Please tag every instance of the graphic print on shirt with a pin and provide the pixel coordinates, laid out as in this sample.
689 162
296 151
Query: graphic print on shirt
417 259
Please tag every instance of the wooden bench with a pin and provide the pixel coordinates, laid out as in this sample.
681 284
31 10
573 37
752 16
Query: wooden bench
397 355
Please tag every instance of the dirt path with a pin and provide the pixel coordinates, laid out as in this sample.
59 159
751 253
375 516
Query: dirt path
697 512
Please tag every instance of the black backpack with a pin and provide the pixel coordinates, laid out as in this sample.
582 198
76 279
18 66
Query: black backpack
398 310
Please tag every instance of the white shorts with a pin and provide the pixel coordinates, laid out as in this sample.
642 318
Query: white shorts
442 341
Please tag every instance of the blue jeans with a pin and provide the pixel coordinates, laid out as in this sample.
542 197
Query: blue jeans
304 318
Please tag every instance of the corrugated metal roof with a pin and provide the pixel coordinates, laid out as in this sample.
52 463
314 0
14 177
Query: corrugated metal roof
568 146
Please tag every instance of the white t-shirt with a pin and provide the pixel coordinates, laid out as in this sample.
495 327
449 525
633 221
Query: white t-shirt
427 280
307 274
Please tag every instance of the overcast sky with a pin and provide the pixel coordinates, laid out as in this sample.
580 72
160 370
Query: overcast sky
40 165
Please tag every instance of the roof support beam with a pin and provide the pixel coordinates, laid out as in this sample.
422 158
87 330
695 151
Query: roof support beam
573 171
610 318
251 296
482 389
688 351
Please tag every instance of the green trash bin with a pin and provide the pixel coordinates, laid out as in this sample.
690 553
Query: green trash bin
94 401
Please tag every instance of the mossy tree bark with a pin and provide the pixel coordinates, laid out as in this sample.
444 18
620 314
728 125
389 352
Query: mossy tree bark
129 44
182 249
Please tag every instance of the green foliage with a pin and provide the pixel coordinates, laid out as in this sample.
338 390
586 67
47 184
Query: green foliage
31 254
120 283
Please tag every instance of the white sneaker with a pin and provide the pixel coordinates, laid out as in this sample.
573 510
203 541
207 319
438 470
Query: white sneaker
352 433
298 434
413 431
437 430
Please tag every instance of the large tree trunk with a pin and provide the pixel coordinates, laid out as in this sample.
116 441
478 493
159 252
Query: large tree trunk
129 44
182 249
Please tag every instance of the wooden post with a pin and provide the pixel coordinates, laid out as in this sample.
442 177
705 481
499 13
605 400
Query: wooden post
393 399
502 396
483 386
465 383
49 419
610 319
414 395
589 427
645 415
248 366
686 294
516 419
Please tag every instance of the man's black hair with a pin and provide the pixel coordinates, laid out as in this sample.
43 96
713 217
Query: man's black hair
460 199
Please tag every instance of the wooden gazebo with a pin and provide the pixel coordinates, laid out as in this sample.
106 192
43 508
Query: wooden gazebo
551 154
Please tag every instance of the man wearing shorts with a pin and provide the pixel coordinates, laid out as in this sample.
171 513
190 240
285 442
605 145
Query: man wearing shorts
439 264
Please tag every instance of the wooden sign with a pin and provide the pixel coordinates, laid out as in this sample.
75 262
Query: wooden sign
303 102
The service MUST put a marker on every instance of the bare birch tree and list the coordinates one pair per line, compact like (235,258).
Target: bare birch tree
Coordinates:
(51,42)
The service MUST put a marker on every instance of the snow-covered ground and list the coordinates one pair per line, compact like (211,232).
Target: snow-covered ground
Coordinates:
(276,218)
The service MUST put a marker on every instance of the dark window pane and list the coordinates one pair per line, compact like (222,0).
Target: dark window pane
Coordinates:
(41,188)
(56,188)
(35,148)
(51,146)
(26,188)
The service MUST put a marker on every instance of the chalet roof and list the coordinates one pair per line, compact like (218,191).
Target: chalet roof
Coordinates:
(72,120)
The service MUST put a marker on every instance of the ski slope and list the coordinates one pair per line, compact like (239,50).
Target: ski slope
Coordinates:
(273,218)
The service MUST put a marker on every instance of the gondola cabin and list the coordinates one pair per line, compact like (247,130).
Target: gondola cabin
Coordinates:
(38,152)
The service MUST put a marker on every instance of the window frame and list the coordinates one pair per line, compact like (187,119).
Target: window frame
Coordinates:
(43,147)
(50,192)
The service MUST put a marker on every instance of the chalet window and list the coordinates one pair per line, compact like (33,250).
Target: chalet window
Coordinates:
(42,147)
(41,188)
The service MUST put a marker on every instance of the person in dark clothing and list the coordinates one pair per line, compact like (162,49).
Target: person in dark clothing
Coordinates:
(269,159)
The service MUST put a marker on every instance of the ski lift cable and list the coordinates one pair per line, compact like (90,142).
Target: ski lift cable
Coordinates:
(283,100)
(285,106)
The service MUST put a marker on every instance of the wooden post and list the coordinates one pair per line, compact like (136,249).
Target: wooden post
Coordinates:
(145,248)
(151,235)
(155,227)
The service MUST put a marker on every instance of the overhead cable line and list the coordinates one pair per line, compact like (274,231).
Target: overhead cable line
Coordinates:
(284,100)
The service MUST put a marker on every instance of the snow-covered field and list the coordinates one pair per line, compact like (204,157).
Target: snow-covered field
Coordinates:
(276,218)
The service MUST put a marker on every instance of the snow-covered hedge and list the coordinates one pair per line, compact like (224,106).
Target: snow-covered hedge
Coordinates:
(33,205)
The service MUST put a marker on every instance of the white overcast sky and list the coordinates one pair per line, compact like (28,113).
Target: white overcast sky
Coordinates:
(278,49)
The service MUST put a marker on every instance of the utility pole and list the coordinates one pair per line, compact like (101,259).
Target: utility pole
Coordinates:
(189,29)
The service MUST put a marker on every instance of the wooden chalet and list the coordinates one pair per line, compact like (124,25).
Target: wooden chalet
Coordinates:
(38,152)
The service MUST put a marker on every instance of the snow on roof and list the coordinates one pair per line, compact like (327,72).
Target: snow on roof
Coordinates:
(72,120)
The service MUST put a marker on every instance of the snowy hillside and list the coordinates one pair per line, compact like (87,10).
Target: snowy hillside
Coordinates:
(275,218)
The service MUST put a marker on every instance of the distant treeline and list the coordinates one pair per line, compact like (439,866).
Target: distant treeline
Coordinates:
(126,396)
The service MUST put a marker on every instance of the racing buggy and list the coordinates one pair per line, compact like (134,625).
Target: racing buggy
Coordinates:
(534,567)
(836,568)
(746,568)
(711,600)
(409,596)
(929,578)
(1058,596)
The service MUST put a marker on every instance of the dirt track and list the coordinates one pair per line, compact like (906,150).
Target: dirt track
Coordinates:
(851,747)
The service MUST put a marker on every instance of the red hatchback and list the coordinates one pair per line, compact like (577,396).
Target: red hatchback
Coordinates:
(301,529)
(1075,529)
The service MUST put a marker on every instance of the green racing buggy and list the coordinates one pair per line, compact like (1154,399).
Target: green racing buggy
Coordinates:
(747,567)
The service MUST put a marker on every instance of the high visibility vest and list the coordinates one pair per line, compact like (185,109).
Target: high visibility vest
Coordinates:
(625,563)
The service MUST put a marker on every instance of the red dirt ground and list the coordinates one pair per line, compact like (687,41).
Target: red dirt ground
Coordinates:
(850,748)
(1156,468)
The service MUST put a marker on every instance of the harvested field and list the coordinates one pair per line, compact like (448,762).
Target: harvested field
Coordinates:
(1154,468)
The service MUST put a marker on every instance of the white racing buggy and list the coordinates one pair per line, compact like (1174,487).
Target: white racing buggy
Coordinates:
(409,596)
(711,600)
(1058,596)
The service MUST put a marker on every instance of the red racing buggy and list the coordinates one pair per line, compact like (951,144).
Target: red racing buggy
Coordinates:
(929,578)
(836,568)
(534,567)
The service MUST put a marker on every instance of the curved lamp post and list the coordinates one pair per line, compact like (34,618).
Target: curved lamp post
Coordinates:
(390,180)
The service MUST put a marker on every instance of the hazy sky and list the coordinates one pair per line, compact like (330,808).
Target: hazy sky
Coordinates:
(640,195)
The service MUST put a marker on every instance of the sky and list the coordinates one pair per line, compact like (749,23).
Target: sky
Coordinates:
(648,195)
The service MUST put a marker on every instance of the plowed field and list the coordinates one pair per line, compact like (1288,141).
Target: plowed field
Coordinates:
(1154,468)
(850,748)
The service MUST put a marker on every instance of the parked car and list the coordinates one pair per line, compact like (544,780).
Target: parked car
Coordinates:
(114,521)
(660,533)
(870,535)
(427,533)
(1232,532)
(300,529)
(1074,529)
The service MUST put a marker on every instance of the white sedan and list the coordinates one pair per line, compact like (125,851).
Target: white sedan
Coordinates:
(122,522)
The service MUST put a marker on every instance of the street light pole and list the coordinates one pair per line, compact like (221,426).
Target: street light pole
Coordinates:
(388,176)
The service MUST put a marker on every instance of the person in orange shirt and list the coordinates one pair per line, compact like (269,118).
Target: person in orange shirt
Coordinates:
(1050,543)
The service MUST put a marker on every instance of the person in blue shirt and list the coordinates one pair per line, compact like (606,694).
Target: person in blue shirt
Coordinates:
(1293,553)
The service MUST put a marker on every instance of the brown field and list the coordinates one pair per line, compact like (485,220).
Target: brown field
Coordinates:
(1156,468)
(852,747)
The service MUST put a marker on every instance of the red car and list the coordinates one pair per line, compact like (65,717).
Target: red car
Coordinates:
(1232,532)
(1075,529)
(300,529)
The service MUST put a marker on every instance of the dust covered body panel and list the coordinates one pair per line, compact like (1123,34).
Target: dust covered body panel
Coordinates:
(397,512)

· · · ·

Which lines run from the one containing "compact like (125,851)." to the end of the entries above? Print them exactly, both ends included, and nothing else.

ANSWER BOX:
The service MUST put a marker on every instance of the white sedan and list the coordinates one pair per line, compact like (125,851).
Target: white sedan
Coordinates:
(122,522)
The service MUST put a marker on every instance of the street light pole and list the coordinates one pair per line, compact like (221,426).
Target: street light pole
Coordinates:
(388,176)
The service MUST put a marker on every instance of the person in orange shirt and list the coordinates one pair per line, compact like (269,118).
Target: person in orange shirt
Coordinates:
(1050,543)
The service MUST put a marker on every instance of the person in blue shirt and list the coordinates one pair per line, compact like (606,694).
Target: person in blue shirt
Coordinates:
(1293,553)
The service MUST put a marker on every instance of the brown field and list the coordinates one pair per line, compact like (485,220).
Target: brown field
Coordinates:
(1156,468)
(852,747)
The service MUST put a marker on every instance of the red car and list the coordinates one pair per line, compact like (65,717).
Target: red car
Coordinates:
(1232,532)
(1075,529)
(300,529)
The service MUST put a marker on every instance of the dust covered body panel and list the coordinates one pair per line, compact like (1123,34).
Target: dust covered body panel
Coordinates:
(397,512)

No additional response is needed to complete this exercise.